COSA FARAI:
- 1) Secondo l'intervista, in quale regione è nato il premio letterario?
- 2) Estrai dall'intervista il testo che comincia con "Abbiamo chiesto a" e prosegue fino a "che ne pensi?".

-------- SEZIONE DEL DOCUMENTO

Vincitore della sezione romanzi, della IX edizione del Premio Letterario Nazionale Franza Kafka Italia, è Giovani Di Saverio con “ La morte del poeta” ( Macerata ed. Montag 2018).
Il premio, in onore di Franz Kafka, è nato in Friuli Venezia Giulia e “vuole esaltare l’importanza dell’arte letteraria nella cultura e nella civiltà umana, e riconoscere e premiare l’attività di coloro che si dedicano all’espressione dei contenuti della loro fantasia”.
Abbiamo chiesto a Di Saverio, docente del Liceo “G. Milli” di Teramo, di raccontarci questa esperienza.
Hai vinto il Primo premio con il tuo romanzo, che ne pensi?
Non nego di essere stato sorpreso dalla notizia, oltre che onorato dall'apprendere che il mio lavoro sia stato ritenuto il più meritevole tra tanti che partecipano ogni anno a questo Premio letterario. Mai mi sarei aspettato un simile risultato, anche se sarei ipocrita a non ammettere che un po' ci speravo. Ciascuno ha le proprie velleità artistiche e la mia è forse quella di andare alla ricerca di un pubblico disinteressato, lontano dalla cerchia di amici e conoscenti, che sia perciò in grado di esprimersi liberamente sul reale valore letterario di ciò che scrivo. Come sempre l'importante è partecipare; se poi si vince, come in questo caso certo è meglio, ma a parte la soddisfazione del momento non bisogna farsi troppe illusioni: il mestiere di scrittore non è affatto semplice da intraprendere.

----------------
-------- MATERIALE FORNITO

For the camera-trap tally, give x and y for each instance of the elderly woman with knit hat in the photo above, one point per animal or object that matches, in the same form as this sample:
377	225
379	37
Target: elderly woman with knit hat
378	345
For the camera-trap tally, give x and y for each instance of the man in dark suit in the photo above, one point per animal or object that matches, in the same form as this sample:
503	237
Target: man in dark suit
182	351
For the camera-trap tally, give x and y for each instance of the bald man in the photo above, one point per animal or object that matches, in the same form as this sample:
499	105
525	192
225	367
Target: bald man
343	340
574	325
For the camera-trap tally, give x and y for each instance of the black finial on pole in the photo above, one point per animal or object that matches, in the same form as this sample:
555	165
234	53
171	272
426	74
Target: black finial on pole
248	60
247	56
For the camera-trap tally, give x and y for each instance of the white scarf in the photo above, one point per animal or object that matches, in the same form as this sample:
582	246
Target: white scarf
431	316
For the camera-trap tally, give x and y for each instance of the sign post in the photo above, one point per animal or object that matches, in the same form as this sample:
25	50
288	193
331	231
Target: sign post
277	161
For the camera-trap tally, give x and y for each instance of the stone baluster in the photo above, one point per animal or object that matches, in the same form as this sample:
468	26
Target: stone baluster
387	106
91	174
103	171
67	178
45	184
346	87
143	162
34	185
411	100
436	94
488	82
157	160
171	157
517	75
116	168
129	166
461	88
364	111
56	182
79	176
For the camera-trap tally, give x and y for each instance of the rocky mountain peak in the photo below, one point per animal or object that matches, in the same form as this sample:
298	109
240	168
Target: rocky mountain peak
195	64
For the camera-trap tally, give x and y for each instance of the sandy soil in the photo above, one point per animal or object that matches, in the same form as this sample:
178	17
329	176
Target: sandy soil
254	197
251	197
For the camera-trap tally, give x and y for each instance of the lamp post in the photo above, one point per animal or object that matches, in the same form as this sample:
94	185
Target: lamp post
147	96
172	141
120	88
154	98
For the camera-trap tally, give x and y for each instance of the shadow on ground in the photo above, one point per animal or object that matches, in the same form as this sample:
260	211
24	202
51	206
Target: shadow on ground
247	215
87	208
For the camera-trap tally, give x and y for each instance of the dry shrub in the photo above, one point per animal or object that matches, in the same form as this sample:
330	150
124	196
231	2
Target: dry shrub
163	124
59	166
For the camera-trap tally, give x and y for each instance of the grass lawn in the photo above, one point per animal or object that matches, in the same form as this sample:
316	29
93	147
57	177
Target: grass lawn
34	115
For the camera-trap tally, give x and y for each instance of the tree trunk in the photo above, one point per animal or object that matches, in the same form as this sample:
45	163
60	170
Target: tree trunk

----------------

RISPOSTE IN ORDINE:
- 1) In Friuli Venezia Giulia.

- 2)
Abbiamo chiesto a Di Saverio, docente del Liceo “G. Milli” di Teramo, di raccontarci questa esperienza.
Hai vinto il Primo premio con il tuo romanzo, che ne pensi?